** BEGIN GIVEN RECORDS **

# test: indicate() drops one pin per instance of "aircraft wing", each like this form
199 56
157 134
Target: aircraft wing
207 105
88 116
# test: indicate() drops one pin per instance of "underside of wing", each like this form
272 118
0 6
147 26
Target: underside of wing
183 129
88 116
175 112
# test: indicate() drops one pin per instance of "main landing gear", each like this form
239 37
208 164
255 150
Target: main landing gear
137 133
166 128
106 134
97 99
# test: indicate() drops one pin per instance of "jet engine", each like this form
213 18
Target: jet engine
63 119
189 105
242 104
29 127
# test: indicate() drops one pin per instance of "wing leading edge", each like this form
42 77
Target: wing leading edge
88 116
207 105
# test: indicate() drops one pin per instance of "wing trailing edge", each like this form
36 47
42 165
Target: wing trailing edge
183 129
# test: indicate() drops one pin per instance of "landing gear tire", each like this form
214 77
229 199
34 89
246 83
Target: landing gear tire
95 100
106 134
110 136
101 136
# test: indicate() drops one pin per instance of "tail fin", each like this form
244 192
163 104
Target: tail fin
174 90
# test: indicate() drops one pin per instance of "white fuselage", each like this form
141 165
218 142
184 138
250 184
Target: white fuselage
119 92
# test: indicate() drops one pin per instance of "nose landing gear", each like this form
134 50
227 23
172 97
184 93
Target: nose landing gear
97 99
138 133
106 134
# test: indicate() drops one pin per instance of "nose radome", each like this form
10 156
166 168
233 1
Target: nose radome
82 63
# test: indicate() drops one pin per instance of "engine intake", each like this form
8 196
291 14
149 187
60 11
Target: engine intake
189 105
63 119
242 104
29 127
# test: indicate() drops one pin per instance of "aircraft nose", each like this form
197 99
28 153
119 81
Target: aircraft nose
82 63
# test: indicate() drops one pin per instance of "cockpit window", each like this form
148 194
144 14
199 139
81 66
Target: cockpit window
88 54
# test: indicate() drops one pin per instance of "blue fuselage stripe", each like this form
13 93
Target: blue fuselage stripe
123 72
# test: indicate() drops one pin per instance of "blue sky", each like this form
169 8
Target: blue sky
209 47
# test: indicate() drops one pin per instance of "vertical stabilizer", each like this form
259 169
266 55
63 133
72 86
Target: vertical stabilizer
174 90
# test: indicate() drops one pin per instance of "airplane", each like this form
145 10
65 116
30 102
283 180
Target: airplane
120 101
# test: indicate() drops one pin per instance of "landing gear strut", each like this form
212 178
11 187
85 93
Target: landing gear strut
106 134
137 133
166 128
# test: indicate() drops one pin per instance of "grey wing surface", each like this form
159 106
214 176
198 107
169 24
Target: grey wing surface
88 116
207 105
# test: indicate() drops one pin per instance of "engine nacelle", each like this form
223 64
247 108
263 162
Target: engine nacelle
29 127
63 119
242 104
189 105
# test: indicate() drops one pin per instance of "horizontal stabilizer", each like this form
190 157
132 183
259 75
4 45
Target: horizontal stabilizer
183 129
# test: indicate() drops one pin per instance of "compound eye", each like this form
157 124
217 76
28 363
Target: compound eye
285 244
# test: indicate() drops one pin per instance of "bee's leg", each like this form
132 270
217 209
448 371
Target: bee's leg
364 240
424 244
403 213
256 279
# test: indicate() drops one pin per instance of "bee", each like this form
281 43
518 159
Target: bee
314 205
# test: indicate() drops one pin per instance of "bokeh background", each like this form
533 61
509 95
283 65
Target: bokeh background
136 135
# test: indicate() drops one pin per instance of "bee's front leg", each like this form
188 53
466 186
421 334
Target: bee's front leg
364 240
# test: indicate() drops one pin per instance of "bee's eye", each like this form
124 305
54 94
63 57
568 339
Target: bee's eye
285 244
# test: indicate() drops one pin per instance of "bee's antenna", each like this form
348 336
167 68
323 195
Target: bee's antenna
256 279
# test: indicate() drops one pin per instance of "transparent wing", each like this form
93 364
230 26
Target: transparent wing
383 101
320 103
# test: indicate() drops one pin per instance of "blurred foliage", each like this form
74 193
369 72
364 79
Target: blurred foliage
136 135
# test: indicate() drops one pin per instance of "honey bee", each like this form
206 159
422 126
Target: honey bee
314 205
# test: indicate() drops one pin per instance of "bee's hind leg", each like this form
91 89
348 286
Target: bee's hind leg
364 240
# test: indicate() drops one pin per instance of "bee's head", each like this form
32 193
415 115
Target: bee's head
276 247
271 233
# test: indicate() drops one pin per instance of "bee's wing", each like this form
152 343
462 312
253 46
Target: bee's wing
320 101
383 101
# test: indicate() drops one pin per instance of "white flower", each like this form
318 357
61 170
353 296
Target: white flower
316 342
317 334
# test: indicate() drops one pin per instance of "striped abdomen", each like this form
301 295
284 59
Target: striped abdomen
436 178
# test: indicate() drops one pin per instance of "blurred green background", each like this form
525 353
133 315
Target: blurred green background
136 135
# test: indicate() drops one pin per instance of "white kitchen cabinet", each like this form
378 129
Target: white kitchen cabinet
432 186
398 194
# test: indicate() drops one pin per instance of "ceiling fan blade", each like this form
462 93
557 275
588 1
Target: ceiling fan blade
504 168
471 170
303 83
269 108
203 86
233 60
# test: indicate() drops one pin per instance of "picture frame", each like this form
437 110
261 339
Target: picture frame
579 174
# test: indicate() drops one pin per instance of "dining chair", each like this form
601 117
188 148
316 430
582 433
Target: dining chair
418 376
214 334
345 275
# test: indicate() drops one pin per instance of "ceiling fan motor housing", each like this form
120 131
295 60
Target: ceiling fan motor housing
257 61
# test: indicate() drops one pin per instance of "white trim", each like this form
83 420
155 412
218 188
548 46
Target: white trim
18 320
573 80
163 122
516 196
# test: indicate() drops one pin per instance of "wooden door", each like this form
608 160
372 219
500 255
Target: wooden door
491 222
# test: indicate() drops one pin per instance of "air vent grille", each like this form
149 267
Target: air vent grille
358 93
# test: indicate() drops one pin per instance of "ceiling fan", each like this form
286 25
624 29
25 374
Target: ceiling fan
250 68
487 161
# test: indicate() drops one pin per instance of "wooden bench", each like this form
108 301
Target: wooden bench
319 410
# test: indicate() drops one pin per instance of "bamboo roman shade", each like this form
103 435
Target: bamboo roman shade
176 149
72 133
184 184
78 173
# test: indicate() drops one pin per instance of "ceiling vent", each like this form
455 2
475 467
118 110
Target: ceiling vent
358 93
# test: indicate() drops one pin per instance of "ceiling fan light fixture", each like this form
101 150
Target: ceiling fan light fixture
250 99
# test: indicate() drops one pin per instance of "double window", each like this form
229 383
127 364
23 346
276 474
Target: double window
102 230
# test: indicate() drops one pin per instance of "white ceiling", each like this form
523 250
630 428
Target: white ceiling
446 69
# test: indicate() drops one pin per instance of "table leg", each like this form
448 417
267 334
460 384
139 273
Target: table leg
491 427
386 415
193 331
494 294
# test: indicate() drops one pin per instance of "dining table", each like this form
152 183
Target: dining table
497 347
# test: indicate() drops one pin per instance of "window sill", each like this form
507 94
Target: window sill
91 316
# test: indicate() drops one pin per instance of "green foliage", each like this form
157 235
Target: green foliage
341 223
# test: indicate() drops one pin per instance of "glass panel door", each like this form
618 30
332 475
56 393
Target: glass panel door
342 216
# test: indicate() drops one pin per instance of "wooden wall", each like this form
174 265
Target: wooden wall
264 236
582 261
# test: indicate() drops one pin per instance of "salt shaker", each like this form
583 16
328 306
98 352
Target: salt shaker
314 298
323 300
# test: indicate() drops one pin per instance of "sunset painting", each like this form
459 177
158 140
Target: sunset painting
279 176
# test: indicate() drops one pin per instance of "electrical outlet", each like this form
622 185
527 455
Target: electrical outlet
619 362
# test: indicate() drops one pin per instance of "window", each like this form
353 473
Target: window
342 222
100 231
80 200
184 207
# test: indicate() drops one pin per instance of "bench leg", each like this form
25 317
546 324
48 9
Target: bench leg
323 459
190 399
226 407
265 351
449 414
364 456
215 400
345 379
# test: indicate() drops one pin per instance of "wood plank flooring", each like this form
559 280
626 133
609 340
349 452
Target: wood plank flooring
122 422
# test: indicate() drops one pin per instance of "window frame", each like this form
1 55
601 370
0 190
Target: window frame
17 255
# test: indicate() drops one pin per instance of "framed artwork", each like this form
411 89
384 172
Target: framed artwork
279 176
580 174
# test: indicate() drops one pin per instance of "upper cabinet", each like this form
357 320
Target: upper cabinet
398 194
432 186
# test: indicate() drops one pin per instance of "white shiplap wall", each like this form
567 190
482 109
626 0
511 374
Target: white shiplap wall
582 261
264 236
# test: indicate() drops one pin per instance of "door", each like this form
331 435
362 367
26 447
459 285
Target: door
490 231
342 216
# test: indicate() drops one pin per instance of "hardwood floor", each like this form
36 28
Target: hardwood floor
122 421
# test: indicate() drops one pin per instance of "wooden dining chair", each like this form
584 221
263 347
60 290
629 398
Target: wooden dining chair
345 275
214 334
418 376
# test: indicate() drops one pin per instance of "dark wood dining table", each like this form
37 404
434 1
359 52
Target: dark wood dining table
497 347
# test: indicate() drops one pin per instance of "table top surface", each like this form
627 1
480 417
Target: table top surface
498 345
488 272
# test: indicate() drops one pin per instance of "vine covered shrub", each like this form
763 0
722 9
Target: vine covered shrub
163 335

** END GIVEN RECORDS **

--- YOUR GOAL ---
From the data above, copy out each line that contains the string "trailing".

--- CORRECT RESULT ---
# test: indicate() drops one pin per instance of "wing trailing edge", each like this form
Target: wing trailing edge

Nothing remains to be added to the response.